* What is being asked: Count the lines in the entries below that contain the word "chinese", and give only that number.
— start Provided material —
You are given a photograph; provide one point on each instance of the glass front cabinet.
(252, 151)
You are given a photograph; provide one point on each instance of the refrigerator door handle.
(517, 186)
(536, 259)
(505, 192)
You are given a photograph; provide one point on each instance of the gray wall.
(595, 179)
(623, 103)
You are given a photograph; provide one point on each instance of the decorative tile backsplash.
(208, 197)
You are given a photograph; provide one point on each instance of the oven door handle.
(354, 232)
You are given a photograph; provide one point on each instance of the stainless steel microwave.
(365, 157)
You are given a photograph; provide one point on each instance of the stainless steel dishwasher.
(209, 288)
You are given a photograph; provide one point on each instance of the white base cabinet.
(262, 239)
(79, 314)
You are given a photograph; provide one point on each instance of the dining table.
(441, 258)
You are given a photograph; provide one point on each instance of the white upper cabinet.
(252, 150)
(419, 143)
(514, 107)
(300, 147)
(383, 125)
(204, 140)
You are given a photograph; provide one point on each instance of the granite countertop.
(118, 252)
— end Provided material —
— start Provided material —
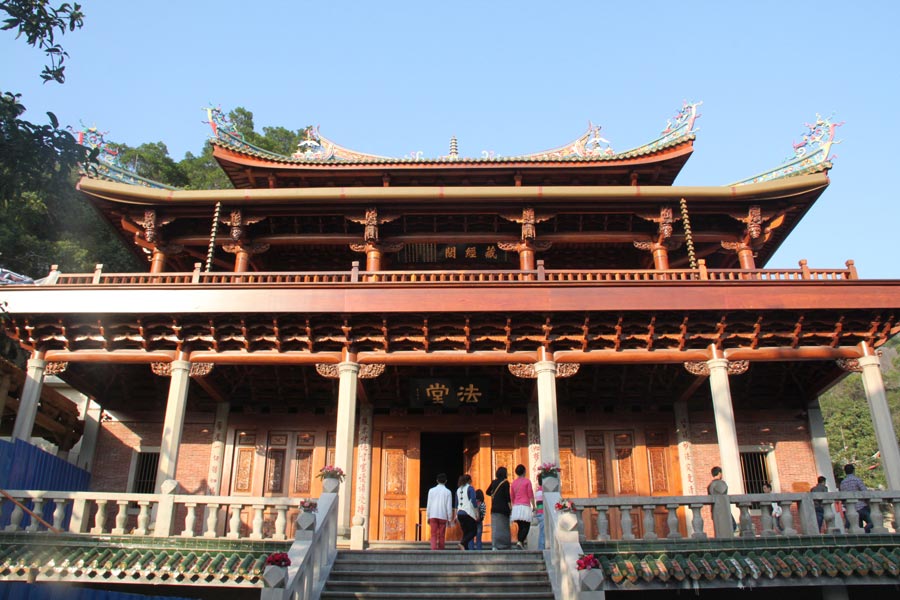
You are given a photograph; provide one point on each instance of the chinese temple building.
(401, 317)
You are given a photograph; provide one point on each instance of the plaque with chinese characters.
— end Provided material —
* Exercise answer: 2